▶ **STUDY QUESTIONS**
a. Transcribe the stretch of the Tailwind discussion from "Anecdotally, I can" through "at those sites?".
b. Pick up the Tailwind discussion where it stops and continue it.

▶ **TEXT PASSAGE**
###

If we're going to discard some projects as real, a pretty easy filter is "were multiple people required to build it". People who need Tailwind to provide their design system like Tailwind, but they are usually working on very small-scale projects they're unlikely to maintain and upgrade like a project with real users, real design, and multiple engineers would. And a pretty easy proxy for the latter type of shop is "do you have people who aren't even front-end engineers doing your design", and that commenter was displaying all those signals to me.



> I question that your definition of "real project" even included a team with design chops.

Do you believe that

The New York Times (2023): https://tailwindcss.com/showcase/nytimes

Shopify (2023): https://tailwindcss.com/showcase/shopify

OpenAI (2023): https://tailwindcss.com/showcase/openai

GitHub (2022): https://tailwindcss.com/showcase/github

The Verge (2022): https://tailwindcss.com/showcase/the-verge

Google (2022): https://tailwindcss.com/showcase/google-io-2022

Microsoft (2022): https://tailwindcss.com/showcase/dotnet

Netflix (2022): https://tailwindcss.com/showcase/netflix

Mashable (2022): https://tailwindcss.com/showcase/mashable

don't have teams with "design chops"?

----

Anecdotally, I can tell you that Tailwind is heavily favored by shiny designery startups. Many of the best designed websites these days are built with Tailwind, and design-oriented engineers are reaching for it first.

Back in 2018 I was arguing against utility classes and vetoing their use in projects I was involved with in favor of thoughtfully architected SCSS. By now in 2023 it's clear Tailwind has earned its place in high-end UI development.


Nice list. Did you actually look at those sites?

Your first example implies "The New York Times" uses Tailwind. Besides that being hilarious, you click the link and immediately see there is a big subheading "Events"

I have never heard of NYT "Events", so I checked out their page:

https://www.nytimes.com/events

> Do you believe that [The New York Times Events doesn't] have teams with "design chops"?

###

▶ **DATA FOR REVIEW**
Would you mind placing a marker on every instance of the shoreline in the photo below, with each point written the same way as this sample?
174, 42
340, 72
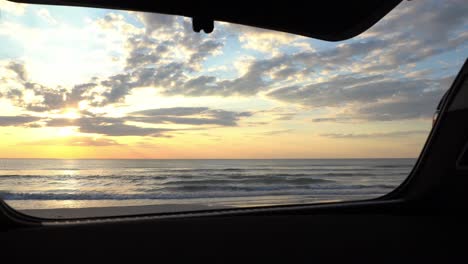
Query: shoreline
109, 211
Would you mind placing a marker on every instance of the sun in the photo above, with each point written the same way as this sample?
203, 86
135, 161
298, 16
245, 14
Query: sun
71, 113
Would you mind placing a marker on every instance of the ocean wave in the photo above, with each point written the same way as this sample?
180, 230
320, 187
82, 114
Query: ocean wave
10, 196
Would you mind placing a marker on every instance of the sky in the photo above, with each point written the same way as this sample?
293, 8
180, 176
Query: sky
95, 83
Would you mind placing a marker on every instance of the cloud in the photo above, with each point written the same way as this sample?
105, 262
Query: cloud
18, 69
120, 126
75, 142
277, 132
185, 115
44, 14
13, 8
376, 135
370, 98
17, 120
371, 78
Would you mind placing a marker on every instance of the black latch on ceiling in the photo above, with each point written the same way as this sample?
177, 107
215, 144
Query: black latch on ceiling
199, 23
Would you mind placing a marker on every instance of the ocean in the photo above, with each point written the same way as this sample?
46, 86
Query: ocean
55, 183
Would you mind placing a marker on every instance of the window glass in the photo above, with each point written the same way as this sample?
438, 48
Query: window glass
108, 108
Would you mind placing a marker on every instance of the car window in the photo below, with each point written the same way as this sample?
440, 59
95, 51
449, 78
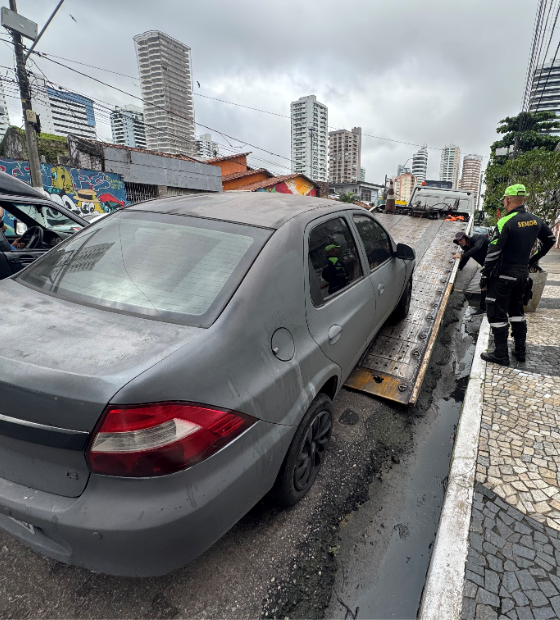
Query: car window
376, 241
46, 216
333, 259
176, 268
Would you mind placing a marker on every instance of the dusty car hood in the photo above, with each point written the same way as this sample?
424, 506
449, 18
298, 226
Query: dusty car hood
61, 362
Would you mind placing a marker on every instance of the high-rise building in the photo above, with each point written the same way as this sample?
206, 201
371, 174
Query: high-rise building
470, 175
545, 93
205, 148
165, 69
449, 166
404, 184
127, 126
420, 164
4, 116
310, 129
62, 112
401, 169
345, 155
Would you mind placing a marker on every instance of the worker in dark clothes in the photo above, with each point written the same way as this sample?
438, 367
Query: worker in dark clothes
335, 272
473, 247
506, 273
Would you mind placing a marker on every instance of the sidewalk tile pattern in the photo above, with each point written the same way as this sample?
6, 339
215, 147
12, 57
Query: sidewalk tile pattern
512, 570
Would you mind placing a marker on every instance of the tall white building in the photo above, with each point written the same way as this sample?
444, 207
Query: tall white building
545, 92
4, 116
345, 155
420, 165
470, 175
449, 166
165, 69
206, 148
310, 135
62, 112
127, 126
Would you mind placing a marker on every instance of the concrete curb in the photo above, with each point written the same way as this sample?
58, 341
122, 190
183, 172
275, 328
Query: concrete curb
443, 592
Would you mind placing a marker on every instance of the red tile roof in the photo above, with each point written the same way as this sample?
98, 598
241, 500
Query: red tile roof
269, 182
245, 173
215, 160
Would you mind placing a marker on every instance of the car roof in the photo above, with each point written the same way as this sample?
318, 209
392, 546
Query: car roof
263, 209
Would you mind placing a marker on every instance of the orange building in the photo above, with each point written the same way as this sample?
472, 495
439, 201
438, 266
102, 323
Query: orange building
237, 175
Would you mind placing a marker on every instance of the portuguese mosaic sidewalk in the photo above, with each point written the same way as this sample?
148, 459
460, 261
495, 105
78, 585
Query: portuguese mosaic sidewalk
513, 564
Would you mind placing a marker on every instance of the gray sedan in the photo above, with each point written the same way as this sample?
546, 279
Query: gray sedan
164, 369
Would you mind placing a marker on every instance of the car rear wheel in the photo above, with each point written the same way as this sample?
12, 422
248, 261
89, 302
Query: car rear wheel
403, 307
306, 454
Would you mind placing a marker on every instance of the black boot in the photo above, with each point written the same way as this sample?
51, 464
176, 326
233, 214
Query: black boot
519, 333
500, 354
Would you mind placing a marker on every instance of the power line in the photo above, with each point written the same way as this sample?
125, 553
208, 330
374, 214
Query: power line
239, 105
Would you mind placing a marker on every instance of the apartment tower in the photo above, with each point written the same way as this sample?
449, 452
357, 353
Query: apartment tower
309, 137
165, 69
449, 166
545, 92
62, 112
127, 126
470, 175
345, 155
420, 164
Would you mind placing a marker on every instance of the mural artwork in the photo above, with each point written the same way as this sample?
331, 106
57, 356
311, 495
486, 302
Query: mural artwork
81, 191
293, 186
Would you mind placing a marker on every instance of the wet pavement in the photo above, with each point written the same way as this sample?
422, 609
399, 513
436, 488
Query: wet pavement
385, 546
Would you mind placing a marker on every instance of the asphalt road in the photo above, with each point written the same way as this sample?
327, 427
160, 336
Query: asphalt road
274, 563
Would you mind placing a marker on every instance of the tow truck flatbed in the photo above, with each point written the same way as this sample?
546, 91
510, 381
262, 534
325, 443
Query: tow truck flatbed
394, 365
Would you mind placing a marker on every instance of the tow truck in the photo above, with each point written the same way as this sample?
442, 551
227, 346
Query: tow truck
394, 365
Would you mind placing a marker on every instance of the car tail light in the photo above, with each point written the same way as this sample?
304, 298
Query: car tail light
160, 438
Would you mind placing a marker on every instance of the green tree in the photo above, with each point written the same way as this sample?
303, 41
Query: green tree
538, 170
348, 197
528, 131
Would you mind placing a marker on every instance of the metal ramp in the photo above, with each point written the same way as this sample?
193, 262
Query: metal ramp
394, 365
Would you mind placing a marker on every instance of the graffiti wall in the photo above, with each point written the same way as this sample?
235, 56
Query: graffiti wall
299, 185
81, 191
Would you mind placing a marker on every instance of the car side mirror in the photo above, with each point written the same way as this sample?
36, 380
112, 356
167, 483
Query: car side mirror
405, 252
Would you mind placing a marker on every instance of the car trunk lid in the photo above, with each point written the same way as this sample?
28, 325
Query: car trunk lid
60, 365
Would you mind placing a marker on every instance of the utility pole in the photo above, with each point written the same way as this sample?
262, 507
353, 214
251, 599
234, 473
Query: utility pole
29, 117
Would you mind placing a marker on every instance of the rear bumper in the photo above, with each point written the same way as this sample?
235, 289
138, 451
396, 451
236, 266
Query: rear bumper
150, 526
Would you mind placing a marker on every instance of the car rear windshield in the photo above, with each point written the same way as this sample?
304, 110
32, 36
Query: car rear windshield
168, 267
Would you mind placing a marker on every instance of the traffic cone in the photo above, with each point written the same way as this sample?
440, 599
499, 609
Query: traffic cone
390, 206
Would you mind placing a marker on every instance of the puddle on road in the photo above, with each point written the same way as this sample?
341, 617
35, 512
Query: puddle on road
398, 577
401, 575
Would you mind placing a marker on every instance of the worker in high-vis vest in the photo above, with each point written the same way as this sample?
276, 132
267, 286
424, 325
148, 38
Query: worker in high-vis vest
505, 273
335, 272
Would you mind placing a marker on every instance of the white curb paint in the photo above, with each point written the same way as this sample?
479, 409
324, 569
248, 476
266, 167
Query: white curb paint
443, 592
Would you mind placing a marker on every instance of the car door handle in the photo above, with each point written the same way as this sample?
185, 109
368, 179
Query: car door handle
334, 333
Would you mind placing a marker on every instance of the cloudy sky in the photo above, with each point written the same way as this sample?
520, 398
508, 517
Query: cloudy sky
435, 72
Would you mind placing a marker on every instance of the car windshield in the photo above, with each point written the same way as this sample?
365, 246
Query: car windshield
174, 268
47, 217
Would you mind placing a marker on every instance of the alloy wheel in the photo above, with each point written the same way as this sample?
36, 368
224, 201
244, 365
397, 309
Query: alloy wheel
312, 451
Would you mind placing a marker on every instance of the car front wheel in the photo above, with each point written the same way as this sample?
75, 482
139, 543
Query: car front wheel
306, 454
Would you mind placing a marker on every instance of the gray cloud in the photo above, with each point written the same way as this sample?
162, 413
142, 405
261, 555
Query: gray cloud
434, 73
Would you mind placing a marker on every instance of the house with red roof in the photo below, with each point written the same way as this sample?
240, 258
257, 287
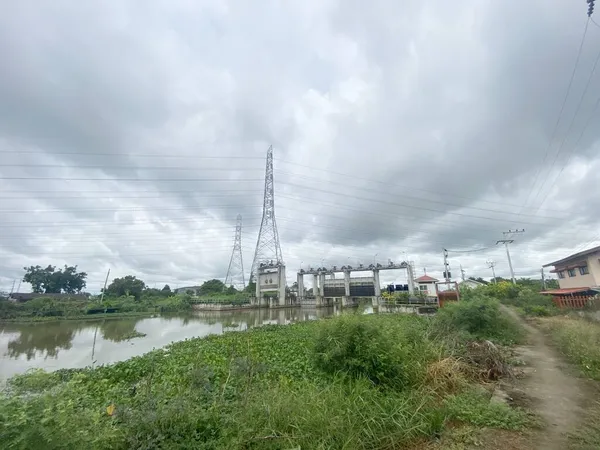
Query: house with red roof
578, 274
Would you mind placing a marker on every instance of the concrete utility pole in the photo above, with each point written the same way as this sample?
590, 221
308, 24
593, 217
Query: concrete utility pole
447, 274
104, 289
543, 280
491, 265
506, 242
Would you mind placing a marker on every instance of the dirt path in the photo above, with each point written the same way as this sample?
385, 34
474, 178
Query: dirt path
556, 395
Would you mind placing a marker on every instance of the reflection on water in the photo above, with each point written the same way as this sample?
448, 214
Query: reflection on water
69, 344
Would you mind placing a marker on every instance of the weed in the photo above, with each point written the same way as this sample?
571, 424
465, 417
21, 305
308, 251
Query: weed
579, 341
587, 436
474, 407
359, 347
481, 319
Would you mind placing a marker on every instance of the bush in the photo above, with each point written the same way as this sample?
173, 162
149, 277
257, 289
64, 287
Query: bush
579, 341
481, 319
540, 311
357, 347
475, 407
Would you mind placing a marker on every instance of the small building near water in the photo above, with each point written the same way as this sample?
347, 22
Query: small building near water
427, 285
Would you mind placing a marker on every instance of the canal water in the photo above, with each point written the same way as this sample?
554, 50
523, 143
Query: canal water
79, 343
74, 344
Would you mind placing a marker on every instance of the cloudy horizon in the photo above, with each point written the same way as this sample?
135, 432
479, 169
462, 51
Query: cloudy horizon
131, 138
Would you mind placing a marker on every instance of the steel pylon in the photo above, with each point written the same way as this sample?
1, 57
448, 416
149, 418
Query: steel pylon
235, 272
268, 249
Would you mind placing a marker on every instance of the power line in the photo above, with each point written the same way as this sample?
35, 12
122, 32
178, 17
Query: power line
562, 107
583, 130
354, 177
128, 155
560, 148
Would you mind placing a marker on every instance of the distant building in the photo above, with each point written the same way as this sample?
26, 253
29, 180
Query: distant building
427, 285
471, 283
578, 273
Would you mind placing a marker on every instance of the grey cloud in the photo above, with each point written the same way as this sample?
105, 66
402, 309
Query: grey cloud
433, 108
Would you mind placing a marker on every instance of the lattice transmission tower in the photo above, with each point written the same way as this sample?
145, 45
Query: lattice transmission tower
235, 272
268, 249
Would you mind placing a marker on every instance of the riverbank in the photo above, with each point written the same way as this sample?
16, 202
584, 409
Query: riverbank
356, 381
44, 309
90, 317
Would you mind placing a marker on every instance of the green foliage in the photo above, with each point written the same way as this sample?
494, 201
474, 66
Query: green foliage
65, 308
587, 436
480, 318
261, 389
51, 281
475, 407
211, 287
579, 341
358, 347
166, 290
126, 286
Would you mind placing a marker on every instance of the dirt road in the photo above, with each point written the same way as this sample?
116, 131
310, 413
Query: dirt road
555, 394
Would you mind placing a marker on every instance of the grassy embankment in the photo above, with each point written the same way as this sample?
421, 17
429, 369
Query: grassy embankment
351, 382
47, 308
577, 338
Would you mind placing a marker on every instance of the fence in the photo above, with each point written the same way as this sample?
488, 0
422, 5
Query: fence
575, 301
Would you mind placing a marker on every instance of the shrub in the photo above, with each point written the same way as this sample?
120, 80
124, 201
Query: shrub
579, 341
475, 407
481, 319
540, 311
357, 347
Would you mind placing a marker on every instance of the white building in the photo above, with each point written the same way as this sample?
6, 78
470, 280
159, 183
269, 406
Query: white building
427, 285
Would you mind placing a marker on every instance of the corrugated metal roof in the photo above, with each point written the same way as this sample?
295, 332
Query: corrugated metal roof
573, 256
566, 291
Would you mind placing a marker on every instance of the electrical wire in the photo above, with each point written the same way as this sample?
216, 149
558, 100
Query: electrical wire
562, 108
560, 148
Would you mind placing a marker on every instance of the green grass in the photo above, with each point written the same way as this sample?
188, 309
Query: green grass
579, 340
350, 382
474, 407
479, 319
587, 436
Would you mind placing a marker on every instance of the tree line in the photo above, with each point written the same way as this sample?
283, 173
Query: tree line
68, 280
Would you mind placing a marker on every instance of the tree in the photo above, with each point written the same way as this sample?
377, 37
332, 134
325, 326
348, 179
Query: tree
129, 285
52, 281
211, 287
166, 290
251, 288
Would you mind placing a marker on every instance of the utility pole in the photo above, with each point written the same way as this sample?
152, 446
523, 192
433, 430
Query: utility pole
543, 280
507, 241
447, 274
491, 265
104, 289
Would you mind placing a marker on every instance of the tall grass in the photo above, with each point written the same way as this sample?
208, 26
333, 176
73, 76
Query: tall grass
579, 341
355, 382
478, 319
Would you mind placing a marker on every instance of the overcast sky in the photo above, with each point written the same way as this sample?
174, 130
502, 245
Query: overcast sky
132, 135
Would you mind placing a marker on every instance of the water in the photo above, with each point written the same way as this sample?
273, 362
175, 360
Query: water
70, 343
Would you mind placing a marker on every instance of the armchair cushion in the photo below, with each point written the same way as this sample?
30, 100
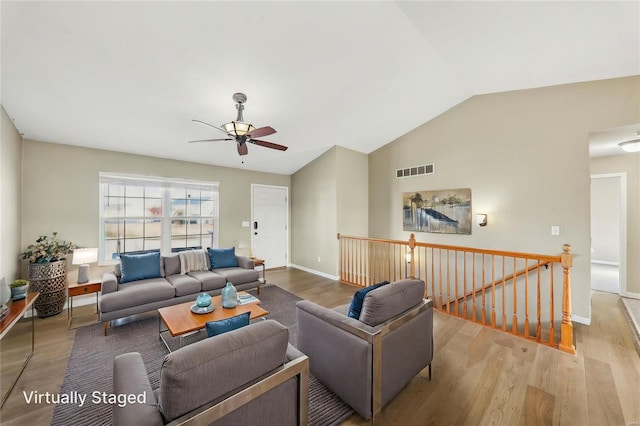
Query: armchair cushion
218, 365
222, 326
356, 303
387, 301
222, 258
130, 378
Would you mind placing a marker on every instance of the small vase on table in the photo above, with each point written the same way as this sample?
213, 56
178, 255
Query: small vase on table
229, 296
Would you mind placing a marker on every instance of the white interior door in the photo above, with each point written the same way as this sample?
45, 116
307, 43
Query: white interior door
269, 224
608, 232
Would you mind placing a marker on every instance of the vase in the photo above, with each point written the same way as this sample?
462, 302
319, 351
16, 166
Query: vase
203, 300
18, 293
229, 296
50, 280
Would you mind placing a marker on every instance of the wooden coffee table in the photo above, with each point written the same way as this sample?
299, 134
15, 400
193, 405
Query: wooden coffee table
181, 322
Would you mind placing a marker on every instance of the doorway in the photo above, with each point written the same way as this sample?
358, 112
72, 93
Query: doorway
270, 224
608, 232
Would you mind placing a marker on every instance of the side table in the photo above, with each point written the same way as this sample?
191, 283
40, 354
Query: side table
17, 342
76, 289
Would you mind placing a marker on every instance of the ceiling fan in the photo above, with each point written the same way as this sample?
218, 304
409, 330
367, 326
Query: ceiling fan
243, 132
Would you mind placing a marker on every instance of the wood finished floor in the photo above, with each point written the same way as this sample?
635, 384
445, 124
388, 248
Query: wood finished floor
480, 376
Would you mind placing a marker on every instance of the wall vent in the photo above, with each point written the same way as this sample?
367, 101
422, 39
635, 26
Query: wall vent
426, 169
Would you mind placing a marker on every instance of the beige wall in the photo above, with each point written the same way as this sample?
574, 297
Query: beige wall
629, 164
10, 204
314, 215
352, 182
329, 195
524, 154
61, 190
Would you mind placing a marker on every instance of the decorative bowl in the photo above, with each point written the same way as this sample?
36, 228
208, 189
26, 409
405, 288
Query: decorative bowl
202, 309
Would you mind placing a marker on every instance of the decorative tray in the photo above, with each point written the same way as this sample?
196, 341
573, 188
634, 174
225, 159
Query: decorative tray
202, 309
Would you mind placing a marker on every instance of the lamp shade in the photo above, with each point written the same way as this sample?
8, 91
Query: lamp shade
84, 256
238, 128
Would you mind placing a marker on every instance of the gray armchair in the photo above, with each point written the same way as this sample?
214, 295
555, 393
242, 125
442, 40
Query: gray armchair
366, 362
230, 379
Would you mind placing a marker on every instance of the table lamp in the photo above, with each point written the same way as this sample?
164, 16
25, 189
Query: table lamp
83, 257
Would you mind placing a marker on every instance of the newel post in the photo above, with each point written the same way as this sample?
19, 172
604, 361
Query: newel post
412, 265
566, 328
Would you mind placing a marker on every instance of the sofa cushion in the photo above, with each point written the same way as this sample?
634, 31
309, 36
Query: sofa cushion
238, 276
137, 293
356, 303
208, 280
203, 371
171, 264
193, 260
139, 266
386, 302
222, 326
184, 284
222, 258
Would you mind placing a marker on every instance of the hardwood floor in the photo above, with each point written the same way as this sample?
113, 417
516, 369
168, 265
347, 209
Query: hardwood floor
480, 376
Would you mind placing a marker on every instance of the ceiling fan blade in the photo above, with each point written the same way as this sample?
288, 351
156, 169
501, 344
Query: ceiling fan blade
210, 125
269, 145
262, 131
212, 140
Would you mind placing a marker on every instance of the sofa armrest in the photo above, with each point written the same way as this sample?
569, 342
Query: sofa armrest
109, 283
292, 353
130, 378
245, 262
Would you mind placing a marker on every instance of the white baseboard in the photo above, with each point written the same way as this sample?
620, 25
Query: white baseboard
580, 320
313, 271
605, 262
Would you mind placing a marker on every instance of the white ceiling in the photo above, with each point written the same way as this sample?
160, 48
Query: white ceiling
130, 76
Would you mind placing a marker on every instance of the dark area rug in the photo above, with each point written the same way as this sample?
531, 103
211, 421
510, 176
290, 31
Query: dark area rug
90, 367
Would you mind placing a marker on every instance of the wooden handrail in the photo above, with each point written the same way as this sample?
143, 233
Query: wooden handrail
543, 257
471, 282
503, 280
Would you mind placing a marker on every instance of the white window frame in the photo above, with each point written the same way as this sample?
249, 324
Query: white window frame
166, 185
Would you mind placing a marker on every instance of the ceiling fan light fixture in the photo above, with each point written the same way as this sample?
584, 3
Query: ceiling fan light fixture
630, 146
238, 128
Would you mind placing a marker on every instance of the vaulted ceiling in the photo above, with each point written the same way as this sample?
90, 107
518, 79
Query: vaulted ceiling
130, 76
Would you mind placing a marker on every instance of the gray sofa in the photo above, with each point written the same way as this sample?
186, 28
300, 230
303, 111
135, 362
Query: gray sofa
121, 300
367, 361
242, 377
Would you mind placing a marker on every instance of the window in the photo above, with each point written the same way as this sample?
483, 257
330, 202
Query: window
140, 214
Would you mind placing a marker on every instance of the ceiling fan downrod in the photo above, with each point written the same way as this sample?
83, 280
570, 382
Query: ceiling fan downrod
240, 99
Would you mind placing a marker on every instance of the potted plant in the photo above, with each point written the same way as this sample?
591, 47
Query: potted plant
19, 289
48, 272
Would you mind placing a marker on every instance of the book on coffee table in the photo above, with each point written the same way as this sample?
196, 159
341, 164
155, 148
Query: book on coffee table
245, 298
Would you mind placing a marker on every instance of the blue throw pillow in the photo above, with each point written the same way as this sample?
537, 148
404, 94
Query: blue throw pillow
139, 266
223, 258
222, 326
358, 299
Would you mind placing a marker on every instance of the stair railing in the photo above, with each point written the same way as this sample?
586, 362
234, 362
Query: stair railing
510, 291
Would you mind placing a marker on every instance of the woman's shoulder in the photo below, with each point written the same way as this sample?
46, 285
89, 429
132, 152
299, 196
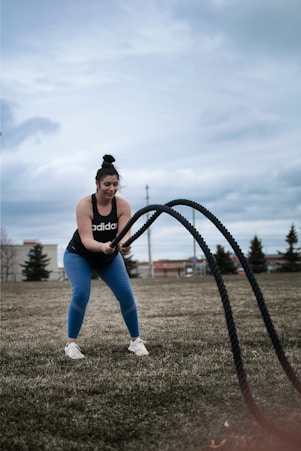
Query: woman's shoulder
84, 202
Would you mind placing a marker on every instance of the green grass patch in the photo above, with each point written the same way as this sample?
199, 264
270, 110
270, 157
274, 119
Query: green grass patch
183, 396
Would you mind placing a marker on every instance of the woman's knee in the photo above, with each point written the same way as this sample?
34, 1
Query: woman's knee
80, 297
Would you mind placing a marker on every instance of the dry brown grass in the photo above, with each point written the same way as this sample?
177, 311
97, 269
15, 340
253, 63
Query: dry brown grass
184, 396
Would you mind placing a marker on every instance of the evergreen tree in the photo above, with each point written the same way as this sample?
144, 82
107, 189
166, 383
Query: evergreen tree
131, 265
35, 267
224, 260
256, 257
292, 256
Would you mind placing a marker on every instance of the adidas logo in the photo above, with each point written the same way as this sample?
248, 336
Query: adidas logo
104, 226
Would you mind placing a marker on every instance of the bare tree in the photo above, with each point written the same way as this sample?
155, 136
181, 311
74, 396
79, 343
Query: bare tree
8, 256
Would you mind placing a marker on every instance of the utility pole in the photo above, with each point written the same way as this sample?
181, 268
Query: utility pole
150, 262
194, 244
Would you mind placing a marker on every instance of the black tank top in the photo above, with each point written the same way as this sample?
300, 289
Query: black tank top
104, 228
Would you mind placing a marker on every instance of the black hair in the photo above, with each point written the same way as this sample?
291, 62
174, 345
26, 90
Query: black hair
107, 168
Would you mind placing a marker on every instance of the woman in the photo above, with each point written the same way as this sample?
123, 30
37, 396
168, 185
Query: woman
100, 217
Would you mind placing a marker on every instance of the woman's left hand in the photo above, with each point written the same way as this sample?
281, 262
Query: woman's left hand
123, 249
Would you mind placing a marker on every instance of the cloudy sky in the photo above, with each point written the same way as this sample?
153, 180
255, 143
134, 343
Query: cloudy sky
196, 99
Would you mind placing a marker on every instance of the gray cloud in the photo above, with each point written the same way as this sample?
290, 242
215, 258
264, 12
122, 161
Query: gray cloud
197, 99
15, 134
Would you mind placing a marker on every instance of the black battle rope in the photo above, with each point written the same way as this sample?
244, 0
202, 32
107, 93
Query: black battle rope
250, 275
242, 378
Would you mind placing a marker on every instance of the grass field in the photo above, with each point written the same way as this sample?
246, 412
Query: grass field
183, 396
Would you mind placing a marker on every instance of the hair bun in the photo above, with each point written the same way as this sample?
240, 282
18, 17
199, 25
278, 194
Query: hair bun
109, 159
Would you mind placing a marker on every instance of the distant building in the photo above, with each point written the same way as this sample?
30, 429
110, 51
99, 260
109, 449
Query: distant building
21, 254
173, 268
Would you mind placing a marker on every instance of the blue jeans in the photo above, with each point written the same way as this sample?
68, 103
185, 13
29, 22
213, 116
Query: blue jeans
114, 275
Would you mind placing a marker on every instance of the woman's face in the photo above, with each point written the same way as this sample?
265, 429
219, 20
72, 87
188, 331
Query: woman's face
108, 186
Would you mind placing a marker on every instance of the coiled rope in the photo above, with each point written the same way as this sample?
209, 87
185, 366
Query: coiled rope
235, 347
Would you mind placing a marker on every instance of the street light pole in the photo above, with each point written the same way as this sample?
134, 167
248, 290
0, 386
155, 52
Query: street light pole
150, 262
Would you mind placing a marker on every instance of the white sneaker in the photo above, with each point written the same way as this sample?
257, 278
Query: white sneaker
137, 347
72, 350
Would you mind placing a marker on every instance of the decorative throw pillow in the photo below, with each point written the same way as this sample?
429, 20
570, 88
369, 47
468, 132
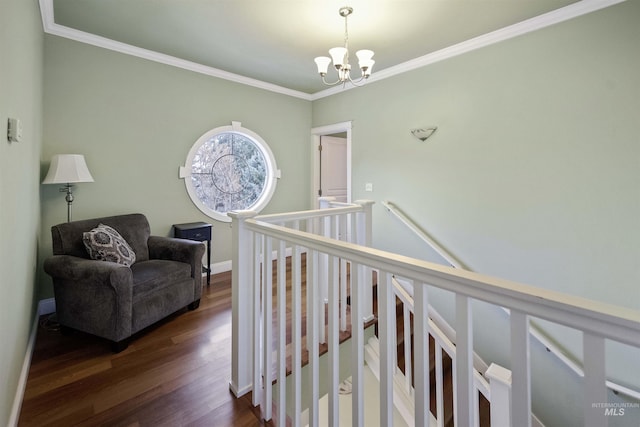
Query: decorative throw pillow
106, 244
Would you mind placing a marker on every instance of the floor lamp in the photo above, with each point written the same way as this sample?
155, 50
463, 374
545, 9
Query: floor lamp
68, 169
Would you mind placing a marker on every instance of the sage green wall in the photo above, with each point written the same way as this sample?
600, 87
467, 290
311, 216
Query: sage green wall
21, 50
533, 174
136, 120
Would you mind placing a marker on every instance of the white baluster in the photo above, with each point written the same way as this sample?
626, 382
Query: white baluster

###

▶ **EXPECTED RESPONSES**
a.
Anecdotally, I can tell you that Tailwind is heavily favored by shiny designery startups. Many of the best designed websites these days are built with Tailwind, and design-oriented engineers are reaching for it first.

Back in 2018 I was arguing against utility classes and vetoing their use in projects I was involved with in favor of thoughtfully architected SCSS. By now in 2023 it's clear Tailwind has earned its place in high-end UI development.


Nice list. Did you actually look at those sites?

b.
Yes, yes I do.

Not really going to bother with the rest, you're joking if you think these top corps meaningfully rely on this 2-year-old CSS framework. I exactly believe that you're linking me to things thrown together quickly by a resource-strapped team, the "Events" example merely affirmed it

Edit: I sort of bothered

* GitHub Next - splash page

* Shopify - marketing page

* Google IO - marketing page

* Microsoft .NET - marketing page

* Netflix Global Top 10 - marketing page

* New York Times Events - extremely basic

* OpenAI - Attention grabber, but... the homepage didn't even use full width of nor center content in my 1440p display. Not exactly a UI-driven success

* Mashable, The Verge - Pretty bad websites.

This is my point. People use Tailwind to slap together something good looking and simple. They don't use it to build applications because you make your own design system for applications.


> They don't use it to build applications because you make your own design system for applications.

Some examples of SaaS companies that use Tailwind on the application side are PlanetScale, Fly.io, Lemon Squeezy, and Supabase.


I agree. The main uses of Tailwind are people making template-based pages, or putting up informational offerings in front of service-oriented businesses which give people APIs to build their own apps on.